Start of Block

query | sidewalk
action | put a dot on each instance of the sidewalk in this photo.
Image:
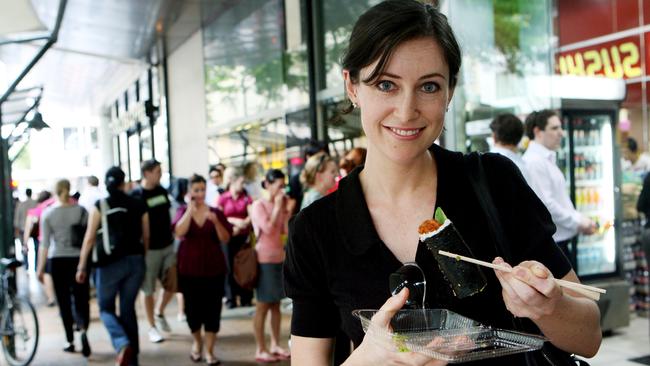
(235, 343)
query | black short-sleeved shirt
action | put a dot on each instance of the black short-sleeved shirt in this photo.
(125, 223)
(157, 203)
(336, 261)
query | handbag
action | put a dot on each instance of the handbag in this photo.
(78, 230)
(548, 354)
(103, 250)
(245, 269)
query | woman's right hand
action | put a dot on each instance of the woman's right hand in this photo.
(372, 352)
(81, 276)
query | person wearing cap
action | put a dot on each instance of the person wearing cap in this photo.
(121, 276)
(160, 258)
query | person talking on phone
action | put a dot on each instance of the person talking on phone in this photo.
(318, 177)
(270, 217)
(201, 267)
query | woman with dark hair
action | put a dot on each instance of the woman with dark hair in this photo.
(201, 267)
(122, 274)
(400, 71)
(270, 216)
(60, 226)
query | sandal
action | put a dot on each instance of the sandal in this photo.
(215, 361)
(265, 357)
(195, 356)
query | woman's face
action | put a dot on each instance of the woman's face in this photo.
(403, 111)
(327, 178)
(197, 192)
(275, 187)
(237, 185)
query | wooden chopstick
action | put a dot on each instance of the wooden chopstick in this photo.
(588, 291)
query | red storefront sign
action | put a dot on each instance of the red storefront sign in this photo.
(616, 59)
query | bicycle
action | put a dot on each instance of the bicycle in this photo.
(18, 321)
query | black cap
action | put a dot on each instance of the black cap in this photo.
(149, 165)
(114, 177)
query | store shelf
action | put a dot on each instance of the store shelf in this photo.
(590, 183)
(588, 148)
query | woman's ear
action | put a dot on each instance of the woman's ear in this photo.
(350, 87)
(451, 95)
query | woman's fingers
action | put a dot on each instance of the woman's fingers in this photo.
(390, 307)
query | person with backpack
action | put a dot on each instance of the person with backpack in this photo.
(202, 230)
(161, 257)
(119, 257)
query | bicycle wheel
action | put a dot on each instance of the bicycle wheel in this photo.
(19, 330)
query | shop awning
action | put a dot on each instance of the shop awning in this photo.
(18, 16)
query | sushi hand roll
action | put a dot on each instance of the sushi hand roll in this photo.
(465, 279)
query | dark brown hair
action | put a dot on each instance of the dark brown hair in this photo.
(382, 28)
(508, 129)
(539, 120)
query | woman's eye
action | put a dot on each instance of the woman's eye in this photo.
(385, 85)
(430, 87)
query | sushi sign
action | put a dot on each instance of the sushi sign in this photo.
(617, 59)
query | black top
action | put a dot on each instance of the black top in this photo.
(336, 261)
(125, 224)
(643, 204)
(160, 222)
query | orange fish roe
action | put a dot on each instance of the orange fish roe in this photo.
(428, 226)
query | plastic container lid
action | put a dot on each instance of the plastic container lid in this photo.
(445, 335)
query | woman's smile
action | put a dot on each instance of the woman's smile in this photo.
(405, 134)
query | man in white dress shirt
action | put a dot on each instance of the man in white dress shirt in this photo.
(507, 131)
(544, 129)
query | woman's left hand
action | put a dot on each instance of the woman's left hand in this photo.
(529, 291)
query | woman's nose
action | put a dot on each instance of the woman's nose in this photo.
(406, 108)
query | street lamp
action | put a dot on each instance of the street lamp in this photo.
(37, 122)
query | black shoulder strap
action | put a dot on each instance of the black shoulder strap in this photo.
(477, 178)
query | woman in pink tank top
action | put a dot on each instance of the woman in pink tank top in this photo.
(270, 218)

End of Block

### Work to complete
Your answer must be every line from the entries that contains the string "sidewalk", copied as it stands.

### Problem solution
query | sidewalk
action | put a dot on each instance of the sidewalk in this photo.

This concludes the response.